• Given instruction 1:
Answer these questions using the text on the physical learning environment:
(a) What shape of desk did learners tend to choose when they wanted to focus on studying?
(b) How many student staff members work part-time at the SAC presented by Foale and Iida?
(c) By what other name is the PDCA cycle known?
• Given instruction 2:
From the text on the physical learning environment, extract the passage that opens with the words containing "Focusing on the" and closes with "by SAC staff.".

• Page excerpt:
Focusing on the Physical Learning Environment

Physical environment, such as furniture layout and materials displays, can have a great impact on learner motivation in independent learning settings (Gardner & Miller, 1999). As educators who support learners in such environments, we carefully need to observe interactions taking place between learners and their environment to provide comfortable and motivating learning opportunities. An important part of this physical learning environment is the service provided by SAC staff.

Noticing learners’ behavioural and interaction patterns in a SAC

Satomi Shibata from Tokoha Gakuen University talked about the importance of creating spaces that can foster learners’ independent learning. Having experience of establishing a SAC at both Nagoya Gakuin University and Tokoha Gakuen University, Shibata noticed some patterns in how learners use the centres and in their behaviour in the centres. She conducted an ethnographic study to investigate the correlation between environmental factors and learners’ behavioural patterns. The data collected from her field notes and interviews highlighted some tendencies in learners’ decision-making processes about choosing where to sit and study in the SAC at Tokoha Gakuen University. According to the data, learners sat relatively close to the desk where SAC staff were based when they felt they may need support from teachers or wished to focus on their learning. On the other hand, they sat away from the staff desk when they did not feel like pushing themselves very hard in their studies. Shibata’s research findings also showed that learners selected chairs and desks based on their learning objectives on any given day, even though the majority of them did not consciously do so. They tended to choose round-shaped desks when they wanted to relax and square-shaped desks when they wanted to focus on studying. Based on her findings, Shibata emphasized that, as educators, we need to pay close attention to our learners’ behavioural patterns to make our centres more usable and accessible, as well as to enable learners to make necessary decisions in their learning processes. Shibata also suggested changing the layout of the SAC on a regular basis to provide various learning environments to meet a wider range of learners’ learning needs and styles.

Noticing and solving issues in administrative service at a SAC using the PDCA (Plan, Do, Check, Act) cycle

SAC Director Caleb Foale, and Momoko Iida, an administrative assistant from Hiroshima Bunkyo Women’s University, presented their perspectives on how we can support learners’ independent learning by providing high levels of service to learners.

Foale and Iida pointed out that whereas it is important for the SAC to be able to provide quality educational service, it is also important to provide satisfactory administrative service to promote the SAC among language learners.

Fourteen student staff members work part-time at their SAC and they are an essential asset to the centre because they act as role models as English language learners. Their presence also helps student users to lower their psychological barriers to entering and using the SAC, and they help the centre’s continuous improvement by contributing ideas from a user’s perspective. However, the centre also faces the challenge of raising the quality of customer service and other work carried out by the student staff to a satisfactory level. Foale and Iida explained how they use the PDCA (Plan, Do, Check, Act) cycle, also known as the Deming Wheel (Moen & Norman, 2006) in their SAC student staff training process as part of service quality control. Foale and Iida gave a few concrete examples of the application of the cycle in their staff training, and explained how their student staff benefited from thinking about how they could overcome problems, executing plans to actually improve their work and generating their own solutions to work problems. By utilizing the cycle in their training system, Foale and Iida suggested that the overall quality of the service provided by the student staff had improved and they had started behaving more independently to look for ways to improve the learning environment in the SAC and make it a better place for learning. They described their student staff as great role models, not merely as language learners, but also as independent learners.

• Records provided:
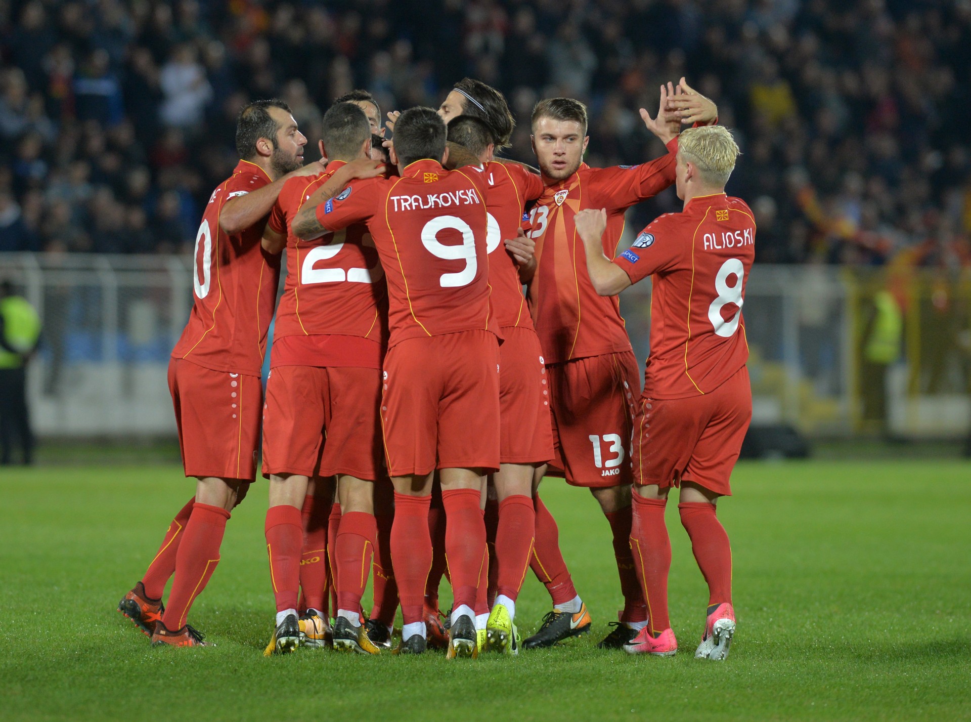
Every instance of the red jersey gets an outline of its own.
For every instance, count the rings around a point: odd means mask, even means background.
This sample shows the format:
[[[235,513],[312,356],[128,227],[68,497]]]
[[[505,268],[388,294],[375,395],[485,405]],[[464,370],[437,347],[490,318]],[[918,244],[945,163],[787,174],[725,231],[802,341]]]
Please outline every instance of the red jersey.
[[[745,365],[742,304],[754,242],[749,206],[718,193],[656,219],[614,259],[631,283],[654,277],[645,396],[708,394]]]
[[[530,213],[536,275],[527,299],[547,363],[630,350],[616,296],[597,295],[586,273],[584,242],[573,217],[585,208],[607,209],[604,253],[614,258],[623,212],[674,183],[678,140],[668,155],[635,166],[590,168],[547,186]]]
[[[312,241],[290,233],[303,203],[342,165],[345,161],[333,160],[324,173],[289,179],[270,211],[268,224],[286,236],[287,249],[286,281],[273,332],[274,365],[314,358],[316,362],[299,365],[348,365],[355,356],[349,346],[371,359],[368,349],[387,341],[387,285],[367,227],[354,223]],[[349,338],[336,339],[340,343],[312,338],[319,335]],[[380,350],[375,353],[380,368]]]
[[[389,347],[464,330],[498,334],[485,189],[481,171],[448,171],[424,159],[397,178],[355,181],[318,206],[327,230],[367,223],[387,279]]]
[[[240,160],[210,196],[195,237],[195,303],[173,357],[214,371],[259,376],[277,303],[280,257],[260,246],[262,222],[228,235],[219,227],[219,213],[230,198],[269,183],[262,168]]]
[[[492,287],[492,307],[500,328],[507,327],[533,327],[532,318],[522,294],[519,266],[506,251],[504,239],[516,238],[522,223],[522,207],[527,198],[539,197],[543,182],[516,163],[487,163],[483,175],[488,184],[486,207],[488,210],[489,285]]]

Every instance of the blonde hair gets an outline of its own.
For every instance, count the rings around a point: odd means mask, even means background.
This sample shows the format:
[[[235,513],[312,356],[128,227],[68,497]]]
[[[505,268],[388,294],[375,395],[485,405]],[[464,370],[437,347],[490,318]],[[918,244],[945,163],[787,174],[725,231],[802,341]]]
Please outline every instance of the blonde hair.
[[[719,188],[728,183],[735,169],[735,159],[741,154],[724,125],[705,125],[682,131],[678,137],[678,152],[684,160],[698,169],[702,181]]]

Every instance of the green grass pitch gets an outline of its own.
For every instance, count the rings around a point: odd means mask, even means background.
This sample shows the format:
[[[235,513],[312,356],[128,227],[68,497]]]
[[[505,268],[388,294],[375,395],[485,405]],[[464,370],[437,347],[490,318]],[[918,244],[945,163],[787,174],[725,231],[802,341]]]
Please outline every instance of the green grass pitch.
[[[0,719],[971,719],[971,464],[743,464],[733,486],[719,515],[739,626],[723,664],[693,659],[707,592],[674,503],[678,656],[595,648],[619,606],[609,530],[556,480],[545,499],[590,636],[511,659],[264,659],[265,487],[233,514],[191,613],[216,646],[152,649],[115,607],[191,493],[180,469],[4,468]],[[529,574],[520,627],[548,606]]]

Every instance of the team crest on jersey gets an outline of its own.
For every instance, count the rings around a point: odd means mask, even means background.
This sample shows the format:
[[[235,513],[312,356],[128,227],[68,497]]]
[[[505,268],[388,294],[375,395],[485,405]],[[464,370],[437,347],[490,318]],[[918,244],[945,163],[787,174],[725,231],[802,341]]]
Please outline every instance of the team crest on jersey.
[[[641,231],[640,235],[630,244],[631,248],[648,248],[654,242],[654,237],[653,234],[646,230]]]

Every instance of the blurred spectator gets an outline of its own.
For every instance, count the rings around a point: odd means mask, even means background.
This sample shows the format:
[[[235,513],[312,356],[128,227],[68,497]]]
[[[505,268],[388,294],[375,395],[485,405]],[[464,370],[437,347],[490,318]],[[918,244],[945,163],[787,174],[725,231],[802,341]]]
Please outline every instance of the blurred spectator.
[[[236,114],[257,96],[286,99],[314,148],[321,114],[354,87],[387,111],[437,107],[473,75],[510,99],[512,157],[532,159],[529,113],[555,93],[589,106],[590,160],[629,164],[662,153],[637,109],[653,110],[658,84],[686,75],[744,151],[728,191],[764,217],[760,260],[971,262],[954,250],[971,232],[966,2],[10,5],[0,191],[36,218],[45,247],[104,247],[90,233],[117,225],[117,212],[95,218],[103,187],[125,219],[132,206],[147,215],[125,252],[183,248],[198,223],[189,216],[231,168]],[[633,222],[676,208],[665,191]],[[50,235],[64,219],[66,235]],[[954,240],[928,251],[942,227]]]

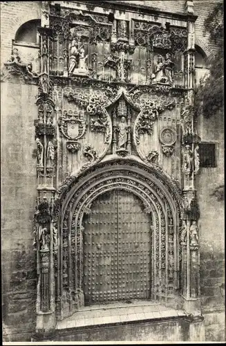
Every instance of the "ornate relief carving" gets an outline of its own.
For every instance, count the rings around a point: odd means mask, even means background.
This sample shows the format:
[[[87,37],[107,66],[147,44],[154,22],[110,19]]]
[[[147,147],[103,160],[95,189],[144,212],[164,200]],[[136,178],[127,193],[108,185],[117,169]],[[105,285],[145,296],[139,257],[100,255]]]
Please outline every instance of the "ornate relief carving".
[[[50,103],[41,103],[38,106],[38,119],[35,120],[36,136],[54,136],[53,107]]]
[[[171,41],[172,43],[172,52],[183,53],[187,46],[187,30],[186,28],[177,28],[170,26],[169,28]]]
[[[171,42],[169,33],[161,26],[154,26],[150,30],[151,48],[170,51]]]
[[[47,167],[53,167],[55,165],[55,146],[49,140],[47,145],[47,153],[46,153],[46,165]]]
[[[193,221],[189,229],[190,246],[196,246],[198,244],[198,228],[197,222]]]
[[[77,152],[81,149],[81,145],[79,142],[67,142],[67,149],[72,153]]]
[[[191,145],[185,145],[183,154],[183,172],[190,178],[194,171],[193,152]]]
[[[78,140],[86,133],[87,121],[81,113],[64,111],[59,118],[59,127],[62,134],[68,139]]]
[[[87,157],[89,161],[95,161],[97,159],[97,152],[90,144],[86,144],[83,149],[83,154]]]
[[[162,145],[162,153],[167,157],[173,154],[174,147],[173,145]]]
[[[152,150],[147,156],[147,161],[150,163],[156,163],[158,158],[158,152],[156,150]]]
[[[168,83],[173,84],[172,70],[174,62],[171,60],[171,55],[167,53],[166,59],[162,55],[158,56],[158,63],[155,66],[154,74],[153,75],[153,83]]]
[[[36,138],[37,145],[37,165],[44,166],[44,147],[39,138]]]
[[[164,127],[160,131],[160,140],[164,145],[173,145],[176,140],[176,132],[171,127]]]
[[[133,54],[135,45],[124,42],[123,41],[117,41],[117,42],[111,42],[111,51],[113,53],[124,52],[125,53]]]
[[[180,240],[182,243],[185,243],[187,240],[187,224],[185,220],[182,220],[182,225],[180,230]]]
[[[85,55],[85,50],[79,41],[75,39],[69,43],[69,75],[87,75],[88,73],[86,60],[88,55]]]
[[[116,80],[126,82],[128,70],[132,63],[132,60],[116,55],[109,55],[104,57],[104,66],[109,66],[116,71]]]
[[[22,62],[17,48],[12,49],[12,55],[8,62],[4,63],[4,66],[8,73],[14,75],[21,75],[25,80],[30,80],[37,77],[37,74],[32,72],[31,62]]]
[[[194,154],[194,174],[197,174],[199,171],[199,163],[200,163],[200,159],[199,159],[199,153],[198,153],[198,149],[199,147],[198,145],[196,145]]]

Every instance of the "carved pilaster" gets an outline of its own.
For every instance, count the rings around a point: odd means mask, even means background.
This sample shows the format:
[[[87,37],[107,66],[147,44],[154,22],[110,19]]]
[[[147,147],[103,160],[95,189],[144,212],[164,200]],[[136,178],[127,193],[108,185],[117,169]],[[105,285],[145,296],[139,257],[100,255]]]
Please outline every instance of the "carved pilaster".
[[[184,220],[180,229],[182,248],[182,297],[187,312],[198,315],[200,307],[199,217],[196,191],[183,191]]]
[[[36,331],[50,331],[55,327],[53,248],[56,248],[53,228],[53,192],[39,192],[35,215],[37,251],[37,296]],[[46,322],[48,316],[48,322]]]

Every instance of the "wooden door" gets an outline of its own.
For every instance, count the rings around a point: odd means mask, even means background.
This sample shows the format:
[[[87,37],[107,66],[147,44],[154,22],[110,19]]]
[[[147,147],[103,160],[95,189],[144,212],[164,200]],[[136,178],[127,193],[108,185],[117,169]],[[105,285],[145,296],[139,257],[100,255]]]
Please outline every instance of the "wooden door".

• Written solution 1:
(a) Square-shaped desks.
(b) Fourteen.
(c) The Deming Wheel.

• Written solution 2:
Focusing on the Physical Learning Environment

Physical environment, such as furniture layout and materials displays, can have a great impact on learner motivation in independent learning settings (Gardner & Miller, 1999). As educators who support learners in such environments, we carefully need to observe interactions taking place between learners and their environment to provide comfortable and motivating learning opportunities. An important part of this physical learning environment is the service provided by SAC staff.